Exercises to complete:
[A] In the NDAQ options post, write out the stretch from "Last month I" through "received $411.25 after commissions." again, swapping "commissions" for "fees".
[B] In the NDAQ options post, why were the puts sold without waiting for NDAQ to drop back to the bottom of its trading channel? Answer in one to three sentences.
[C] Go on with the NDAQ options post, picking up after its final comment.

==== Document segment ====

Last month I eased into a hedged NASDAQ OMX Group Inc (NDAQ) position with a vertical spread (22.50/20 puts) for a credit of $0.80, not counting commissions. I took the option assignment at $22.50 and sold the shares yesterday for $23.40. This morning while NDAQ was down more than a dollar from its Monday close and while trading at $22.67, I sold five NDAQ April 20 naked puts (NQDPD) at $0.85 and received $411.25 after commissions.
I still like NDAQ (obviously) and also expect it to be fairly volatile as the markets ebb and flow. With that in mind I sold these puts more than 10% out of the money (OTM). If you add in the premiums I took in, I have a 15% cushion on this trade and stand to make around 4% within a month. I didn’t hedge this time like I did last month because I think the downside risk is limited below $19.00. While the 52 week low is $14.96 NDAQ didn’t dip nearly as low in the market’s latest tumble when NDAQ hit $18.43 intraday a couple of weeks ago. That $18.40-18.60 range looks like the low end of the trading channel I referenced yesterday. Yesterday’s high around $24.00 marked the high end of the trading range. If that range holds true for another month I made a good trade. I didn’t wait for NDAQ to head back to the bottom of the trading channel because I also saw it find support on its 10 day moving average. Unless something crazy happens and the bottom falls out NDAQ should have a bullish crossover its 20 and 50 day moving averages.
Alex,
Check out NYX. I use NYX and NDAQ as comparison trades. Both are earning roughly the same EPS but NYX is a much faster grower. When its below $18, its CHEAP, under 10x earnings with a 15% per annum 5 year growth rate.
I’m equally bullish on NDAQ. I had actually sold 2 Puts that expired in April at $1.50 premium each. Obviously, they expired on Friday. I had been considering reselling them for May expiry like you did but changed my mind.
However, I saw todays analysts sell recommendation as an opportunity – stupid analysts 😉 – and resold two NDAQ April 20 puts at $1.40. It was trading just above $20.60 at the time so, obviousy, I could have done alot better. However, I’m happy enough with this entry point as it gives me downside protection of about 9 – 10% from it’s current position (and I’d happily buy the shares if put to me). I’ve never bothered your method of hedging either – I’m a long term investor and want to buy shares for the long haul. When the market does turn into a bull, the Put premiums will help accelarate my returns.

==== Provided material ====

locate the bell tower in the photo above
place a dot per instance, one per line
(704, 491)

====

Final results:
[A]
Last month I eased into a hedged NASDAQ OMX Group Inc (NDAQ) position with a vertical spread (22.50/20 puts) for a credit of $0.80, not counting fees. I took the option assignment at $22.50 and sold the shares yesterday for $23.40. This morning while NDAQ was down more than a dollar from its Monday close and while trading at $22.67, I sold five NDAQ April 20 naked puts (NQDPD) at $0.85 and received $411.25 after fees.

[B] The author had seen NDAQ find support on its 10 day moving average, so there was no need to wait for a return to the bottom of the trading channel.

[C]
Out of curiosity, what broker do you use – I’m with Interactive Brokers and my commision for selling the 2 Put options was $1.40. Nowhere near the $13.75 you paid (although for 5 options)
@ Mark – I like NYX too, but had tunnel vision on this one. I think both have a good future, but the last time I looked (months ago) I NDAQ had better premiums. I didn’t even go back to look for April expiry on NYX. I don’t want to double down on the sector now though.
@ Ronan – I like to think I’m a long term investor, but with a short term horizon for each trade if that makes any sense. I didn’t start hedging until this year after taking a few big losses last year that I could have prevented.
I use TD Ameritrade (AMTD). I’ve used IB in the past, but didn’t like paying commissions when I changed orders which I do fairly often. Do they still charge for any changes to limit orders?
I know what you mean. I haven’t been with them for long – about 4 months – but have noticed a number of ‘Order Cancellation Fees’ on my account. I can only assume that these are concerning modifying my orders.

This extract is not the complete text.